## [Exercise description]
Rewrite the rows from the line with "Indicate the approach" through the end of the rows, replacing "marker" with "point" and leaving everything else unchanged. Omit the pictures from your answer.

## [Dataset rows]
— START —
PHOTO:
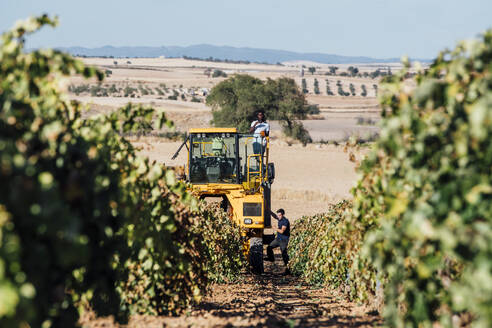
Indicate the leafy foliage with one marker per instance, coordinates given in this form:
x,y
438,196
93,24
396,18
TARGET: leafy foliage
x,y
83,218
420,222
428,186
235,101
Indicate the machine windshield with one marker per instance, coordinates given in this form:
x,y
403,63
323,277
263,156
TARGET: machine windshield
x,y
213,158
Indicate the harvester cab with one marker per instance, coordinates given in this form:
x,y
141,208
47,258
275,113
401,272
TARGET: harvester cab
x,y
234,166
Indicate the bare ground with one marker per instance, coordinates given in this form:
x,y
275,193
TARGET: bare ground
x,y
269,300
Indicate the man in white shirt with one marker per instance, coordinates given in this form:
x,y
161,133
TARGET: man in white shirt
x,y
258,126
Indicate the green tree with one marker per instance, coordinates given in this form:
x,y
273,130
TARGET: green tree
x,y
316,87
426,190
304,86
328,90
364,90
235,100
352,89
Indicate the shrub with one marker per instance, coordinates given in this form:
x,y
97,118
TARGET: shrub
x,y
219,73
83,218
304,86
426,187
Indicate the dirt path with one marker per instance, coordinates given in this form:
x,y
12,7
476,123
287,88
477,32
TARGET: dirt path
x,y
269,300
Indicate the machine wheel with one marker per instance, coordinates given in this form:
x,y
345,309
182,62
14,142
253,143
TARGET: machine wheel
x,y
256,255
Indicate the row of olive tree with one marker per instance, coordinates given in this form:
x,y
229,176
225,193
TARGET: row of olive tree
x,y
235,101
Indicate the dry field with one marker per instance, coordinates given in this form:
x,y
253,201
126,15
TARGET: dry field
x,y
308,178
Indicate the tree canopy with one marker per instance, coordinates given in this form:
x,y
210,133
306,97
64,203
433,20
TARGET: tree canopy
x,y
235,101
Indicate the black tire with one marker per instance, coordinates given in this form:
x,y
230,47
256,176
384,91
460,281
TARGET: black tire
x,y
256,255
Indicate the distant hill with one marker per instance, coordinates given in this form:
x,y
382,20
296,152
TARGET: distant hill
x,y
223,52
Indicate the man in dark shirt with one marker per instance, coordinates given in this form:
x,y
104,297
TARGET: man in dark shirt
x,y
282,240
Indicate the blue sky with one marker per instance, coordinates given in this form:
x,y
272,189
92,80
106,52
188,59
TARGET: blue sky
x,y
376,28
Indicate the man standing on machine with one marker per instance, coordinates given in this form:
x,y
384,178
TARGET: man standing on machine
x,y
282,239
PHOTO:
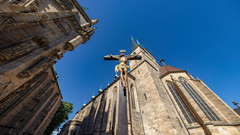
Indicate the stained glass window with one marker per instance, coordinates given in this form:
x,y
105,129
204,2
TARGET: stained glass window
x,y
187,114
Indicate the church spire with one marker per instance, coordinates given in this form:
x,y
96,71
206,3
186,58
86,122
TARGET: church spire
x,y
134,45
162,61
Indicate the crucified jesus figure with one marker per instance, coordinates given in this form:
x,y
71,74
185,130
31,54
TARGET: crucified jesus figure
x,y
122,67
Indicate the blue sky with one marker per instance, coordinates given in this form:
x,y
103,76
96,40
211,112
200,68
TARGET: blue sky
x,y
201,37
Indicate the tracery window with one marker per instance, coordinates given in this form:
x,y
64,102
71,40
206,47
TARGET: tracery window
x,y
187,114
211,115
114,108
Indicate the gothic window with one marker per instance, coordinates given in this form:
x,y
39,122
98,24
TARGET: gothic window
x,y
132,97
211,115
187,114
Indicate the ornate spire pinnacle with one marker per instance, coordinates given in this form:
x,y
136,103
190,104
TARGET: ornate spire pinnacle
x,y
235,103
162,61
100,90
84,104
138,42
94,21
93,95
134,45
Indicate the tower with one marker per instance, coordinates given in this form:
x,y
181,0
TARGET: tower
x,y
33,34
160,99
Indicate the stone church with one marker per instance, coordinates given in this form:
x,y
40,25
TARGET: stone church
x,y
33,34
159,100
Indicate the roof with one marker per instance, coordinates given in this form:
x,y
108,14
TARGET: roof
x,y
166,69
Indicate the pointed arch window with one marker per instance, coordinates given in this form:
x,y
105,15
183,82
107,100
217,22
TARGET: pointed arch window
x,y
211,115
185,111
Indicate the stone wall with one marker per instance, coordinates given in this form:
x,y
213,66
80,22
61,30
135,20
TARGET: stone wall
x,y
152,108
33,34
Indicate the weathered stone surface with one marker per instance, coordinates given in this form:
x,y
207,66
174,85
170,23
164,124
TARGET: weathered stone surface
x,y
33,34
151,107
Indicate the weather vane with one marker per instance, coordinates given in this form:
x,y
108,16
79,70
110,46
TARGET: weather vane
x,y
122,66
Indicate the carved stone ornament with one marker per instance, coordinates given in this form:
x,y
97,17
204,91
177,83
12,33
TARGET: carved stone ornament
x,y
72,44
41,41
15,50
58,54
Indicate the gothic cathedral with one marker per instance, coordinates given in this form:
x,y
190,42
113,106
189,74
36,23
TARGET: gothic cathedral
x,y
159,100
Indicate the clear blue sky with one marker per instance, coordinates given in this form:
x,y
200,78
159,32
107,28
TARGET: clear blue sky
x,y
200,36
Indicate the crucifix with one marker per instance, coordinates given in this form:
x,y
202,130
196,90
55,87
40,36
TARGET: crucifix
x,y
122,67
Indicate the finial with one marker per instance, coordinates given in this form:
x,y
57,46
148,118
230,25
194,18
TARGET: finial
x,y
138,42
94,21
172,77
93,95
235,103
84,103
162,61
122,51
134,45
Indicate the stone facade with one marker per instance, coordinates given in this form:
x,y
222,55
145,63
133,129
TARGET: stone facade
x,y
33,34
158,100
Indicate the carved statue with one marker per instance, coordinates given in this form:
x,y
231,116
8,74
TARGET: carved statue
x,y
122,67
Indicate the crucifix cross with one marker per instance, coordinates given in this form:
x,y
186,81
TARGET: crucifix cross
x,y
122,67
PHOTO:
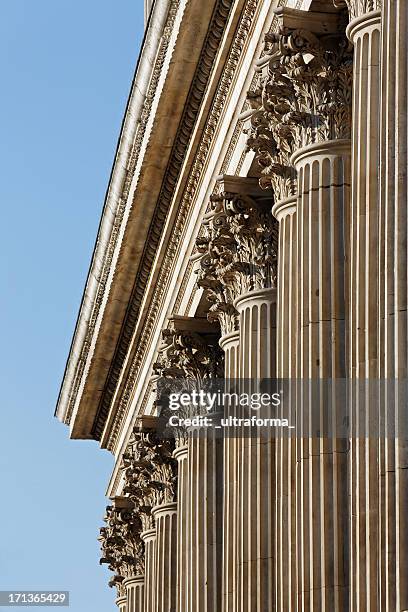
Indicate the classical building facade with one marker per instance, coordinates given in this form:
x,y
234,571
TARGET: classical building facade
x,y
255,228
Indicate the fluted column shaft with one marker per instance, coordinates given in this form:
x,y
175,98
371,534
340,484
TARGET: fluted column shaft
x,y
393,344
204,521
230,345
256,586
286,333
165,557
322,518
365,33
183,578
134,594
121,603
149,538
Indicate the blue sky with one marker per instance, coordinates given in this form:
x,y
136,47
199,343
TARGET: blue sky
x,y
66,67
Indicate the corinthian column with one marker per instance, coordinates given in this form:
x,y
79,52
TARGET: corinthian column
x,y
212,245
144,493
134,594
272,142
364,31
192,353
149,538
315,61
121,603
393,350
123,551
242,250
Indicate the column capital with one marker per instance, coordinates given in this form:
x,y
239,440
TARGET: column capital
x,y
121,545
315,68
150,474
191,353
284,208
239,248
359,8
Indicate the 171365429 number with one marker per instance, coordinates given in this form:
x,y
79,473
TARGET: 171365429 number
x,y
34,598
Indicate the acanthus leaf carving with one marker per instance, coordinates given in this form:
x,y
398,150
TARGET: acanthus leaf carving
x,y
193,359
121,545
150,474
239,252
358,8
304,98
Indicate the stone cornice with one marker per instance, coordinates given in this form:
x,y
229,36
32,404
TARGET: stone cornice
x,y
221,95
83,367
147,75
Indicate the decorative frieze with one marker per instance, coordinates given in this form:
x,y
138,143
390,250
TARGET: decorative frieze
x,y
121,545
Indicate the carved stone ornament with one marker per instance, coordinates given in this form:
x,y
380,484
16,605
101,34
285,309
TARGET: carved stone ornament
x,y
304,98
239,252
121,545
357,8
194,359
270,136
150,474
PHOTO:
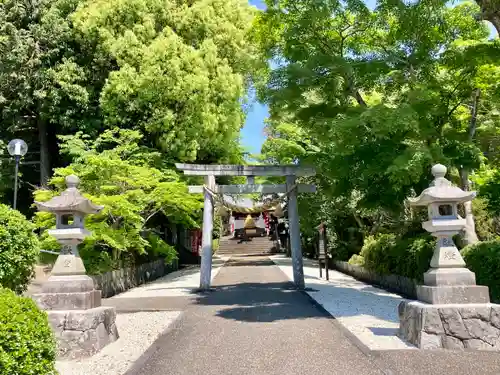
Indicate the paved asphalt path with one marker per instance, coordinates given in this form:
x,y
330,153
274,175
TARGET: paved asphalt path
x,y
254,323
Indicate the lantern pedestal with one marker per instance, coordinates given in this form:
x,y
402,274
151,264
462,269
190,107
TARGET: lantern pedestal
x,y
81,325
452,312
450,326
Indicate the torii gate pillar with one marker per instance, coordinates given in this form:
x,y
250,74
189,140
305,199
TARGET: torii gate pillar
x,y
210,171
293,219
206,244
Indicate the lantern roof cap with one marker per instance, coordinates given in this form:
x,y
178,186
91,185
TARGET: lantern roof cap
x,y
70,200
441,190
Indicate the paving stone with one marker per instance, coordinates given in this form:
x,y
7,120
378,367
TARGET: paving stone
x,y
431,321
453,323
429,341
480,329
450,342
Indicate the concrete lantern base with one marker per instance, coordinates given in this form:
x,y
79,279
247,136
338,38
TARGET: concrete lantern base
x,y
83,333
453,294
450,326
81,325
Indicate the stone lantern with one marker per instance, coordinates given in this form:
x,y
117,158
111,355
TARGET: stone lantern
x,y
447,281
452,311
81,325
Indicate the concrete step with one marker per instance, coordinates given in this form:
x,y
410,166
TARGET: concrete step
x,y
258,245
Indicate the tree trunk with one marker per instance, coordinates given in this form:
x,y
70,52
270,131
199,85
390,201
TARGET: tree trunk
x,y
470,235
490,11
44,153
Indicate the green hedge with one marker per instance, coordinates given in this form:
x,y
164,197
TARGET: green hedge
x,y
483,259
18,250
390,254
27,345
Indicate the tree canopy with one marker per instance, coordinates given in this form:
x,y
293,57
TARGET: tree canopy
x,y
374,97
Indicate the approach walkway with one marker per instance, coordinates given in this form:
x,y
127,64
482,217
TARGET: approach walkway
x,y
254,323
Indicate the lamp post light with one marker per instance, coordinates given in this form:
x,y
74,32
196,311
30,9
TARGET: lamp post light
x,y
17,148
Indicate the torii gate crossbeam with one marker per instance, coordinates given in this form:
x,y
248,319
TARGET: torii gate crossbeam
x,y
210,171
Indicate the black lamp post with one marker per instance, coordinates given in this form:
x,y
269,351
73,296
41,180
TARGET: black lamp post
x,y
17,148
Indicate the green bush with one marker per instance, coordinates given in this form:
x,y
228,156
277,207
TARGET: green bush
x,y
18,250
217,228
27,345
390,254
483,258
357,260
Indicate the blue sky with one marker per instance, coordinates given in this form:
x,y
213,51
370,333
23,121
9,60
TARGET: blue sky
x,y
252,134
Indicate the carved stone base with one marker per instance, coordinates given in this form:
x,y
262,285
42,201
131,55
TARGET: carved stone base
x,y
453,326
68,301
449,276
453,294
82,333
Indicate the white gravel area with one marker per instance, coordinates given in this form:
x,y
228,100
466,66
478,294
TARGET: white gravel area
x,y
176,284
137,332
370,313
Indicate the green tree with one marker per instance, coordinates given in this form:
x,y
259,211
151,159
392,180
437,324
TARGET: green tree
x,y
381,95
183,69
138,199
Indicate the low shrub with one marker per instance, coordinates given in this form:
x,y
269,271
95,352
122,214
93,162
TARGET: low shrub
x,y
390,254
18,250
357,260
27,345
483,258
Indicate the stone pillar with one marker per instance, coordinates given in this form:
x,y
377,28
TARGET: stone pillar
x,y
208,223
293,219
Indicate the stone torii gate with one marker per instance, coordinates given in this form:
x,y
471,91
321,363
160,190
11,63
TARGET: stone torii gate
x,y
250,171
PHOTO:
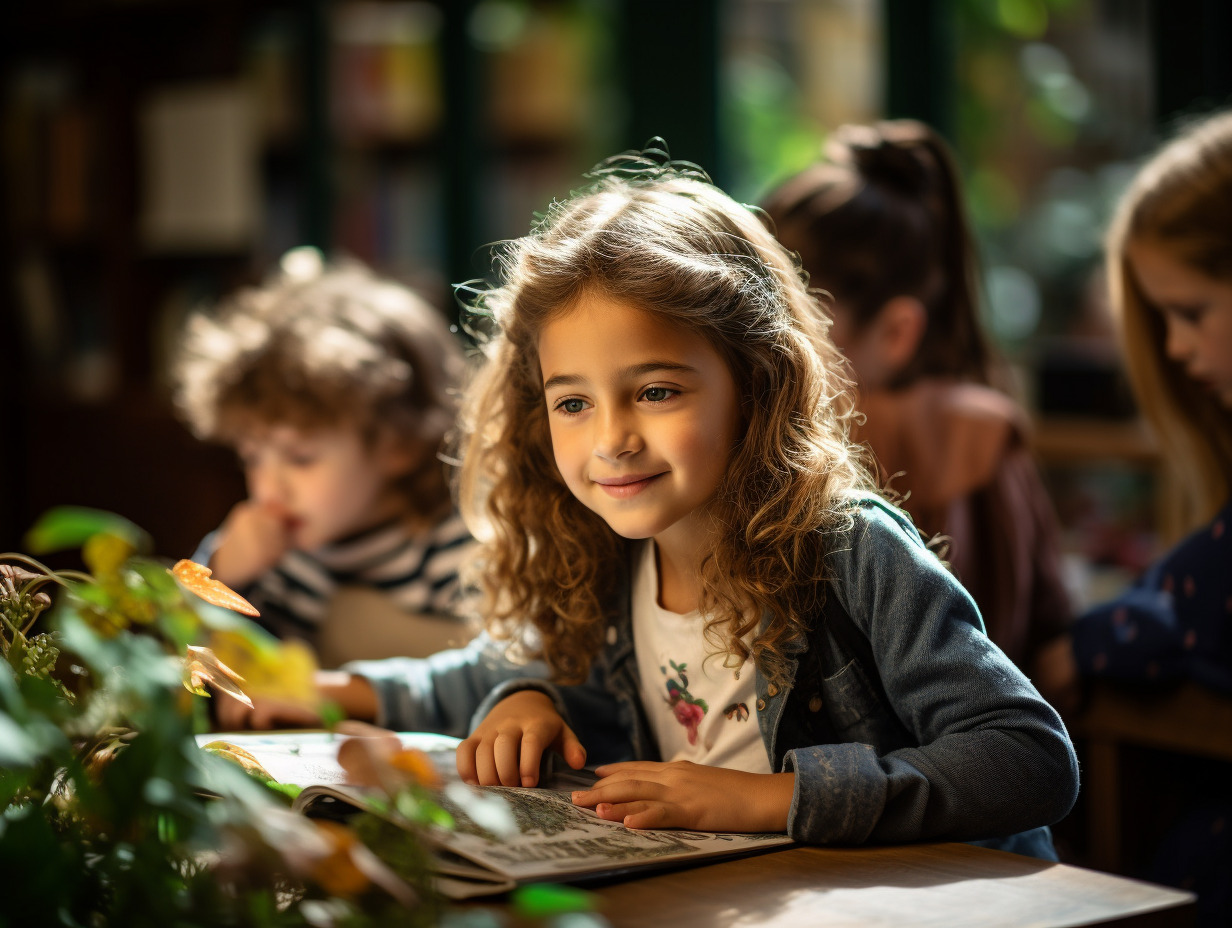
— END —
## [Correct result]
Indicate the approach walkway with one point per instance, coordinates given in this form:
x,y
127,64
482,217
TARGET: approach walkway
x,y
254,323
Indicate the lamp post light with one point per instance, coordinates given in this form:
x,y
74,32
196,311
30,9
TARGET: lamp post light
x,y
17,148
Indicate the torii gate crossbeam with one point per instance, coordinates given in this form:
x,y
248,319
TARGET: torii gate crossbeam
x,y
210,171
Indicate the black lamp post with one point per instance, coordinates given in this form:
x,y
269,351
73,296
41,180
TARGET: black lamp post
x,y
17,148
Indicate the green bush with one point per instance, coordinates given in this form:
x,y
228,156
277,207
TARGET: green bush
x,y
18,250
217,228
27,345
390,254
483,258
357,260
Indicate the blue sky with one point per instance, coordinates given in this form:
x,y
213,51
370,333
23,121
9,60
TARGET: blue sky
x,y
252,134
Indicate the carved stone base with one point per instance, coordinates given in this form:
x,y
262,285
42,201
131,55
TARGET: carved stone base
x,y
453,326
68,301
449,276
453,294
82,333
Indicate the white gravel area with one point per instance, coordinates given in this form:
x,y
228,100
466,66
478,294
TARGET: white gravel area
x,y
176,284
137,332
370,313
Indicate the green tree with one point per instance, coordinates given in this form:
x,y
259,211
151,159
392,180
437,324
TARGET: green tree
x,y
381,95
183,69
138,199
Indicate the low shrub with one point per instance, coordinates given in this form:
x,y
269,271
95,352
122,214
93,162
TARGET: low shrub
x,y
390,254
18,250
357,260
27,345
483,258
Indicate the stone pillar with one point per instance, coordinates given in this form:
x,y
377,28
TARGET: stone pillar
x,y
208,223
293,219
Indicate the stone torii gate with one point per instance, coordinates given in this form:
x,y
471,91
321,363
160,190
11,63
TARGET: stone torii gate
x,y
250,171
PHOTO:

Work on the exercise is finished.